EXERCISE.
Please give these rows again with "scan" switched to "photo" and everything else unchanged. Leave out the pictures.

DATASET CONTENT.
#####
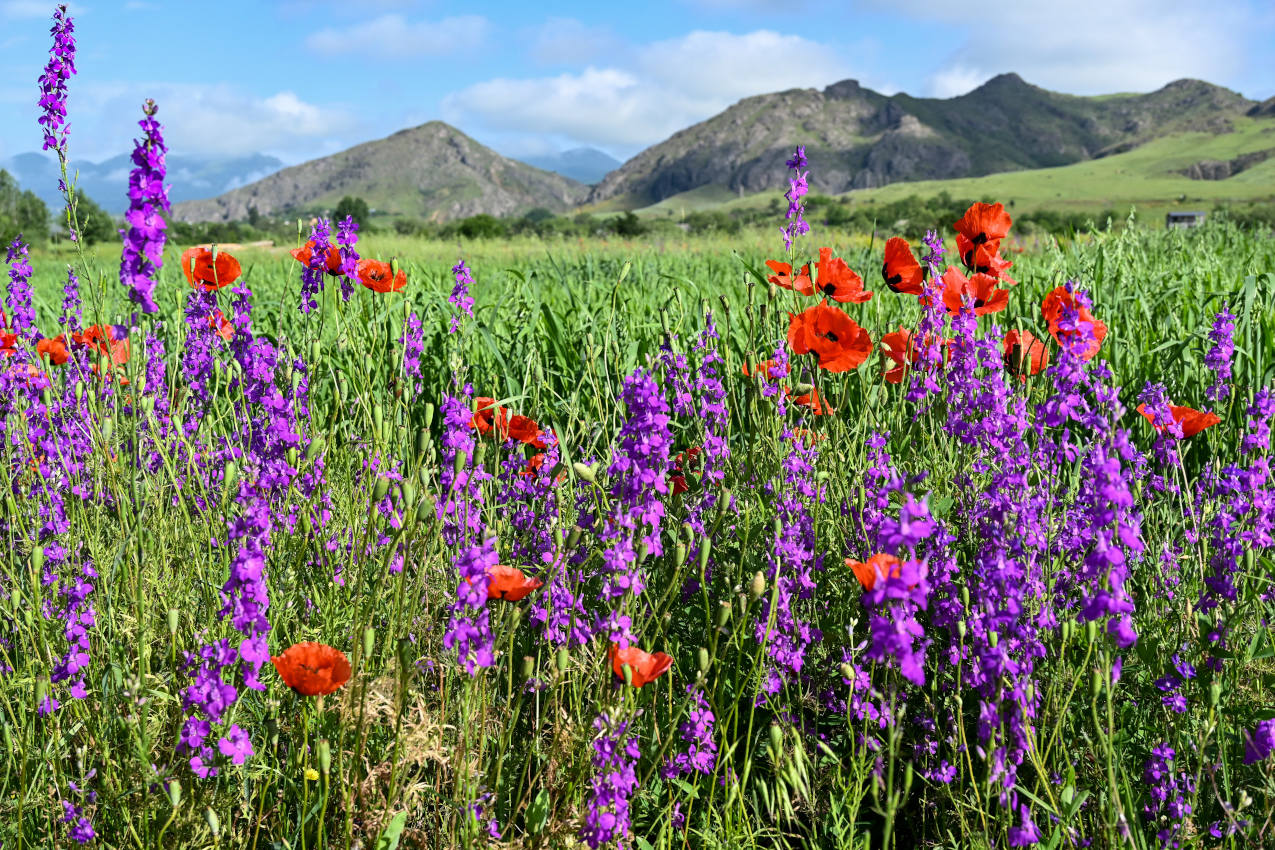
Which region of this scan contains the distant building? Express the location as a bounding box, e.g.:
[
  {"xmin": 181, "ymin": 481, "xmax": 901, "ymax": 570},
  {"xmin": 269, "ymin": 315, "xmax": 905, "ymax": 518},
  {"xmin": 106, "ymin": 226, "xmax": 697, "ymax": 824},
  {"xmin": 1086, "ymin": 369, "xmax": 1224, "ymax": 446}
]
[{"xmin": 1164, "ymin": 210, "xmax": 1207, "ymax": 228}]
#####
SOLUTION.
Which region of this photo contains the distant building? Express the location as a bounding box, e.g.:
[
  {"xmin": 181, "ymin": 481, "xmax": 901, "ymax": 570},
  {"xmin": 269, "ymin": 315, "xmax": 905, "ymax": 518},
  {"xmin": 106, "ymin": 226, "xmax": 697, "ymax": 824},
  {"xmin": 1086, "ymin": 369, "xmax": 1224, "ymax": 446}
]
[{"xmin": 1164, "ymin": 210, "xmax": 1207, "ymax": 228}]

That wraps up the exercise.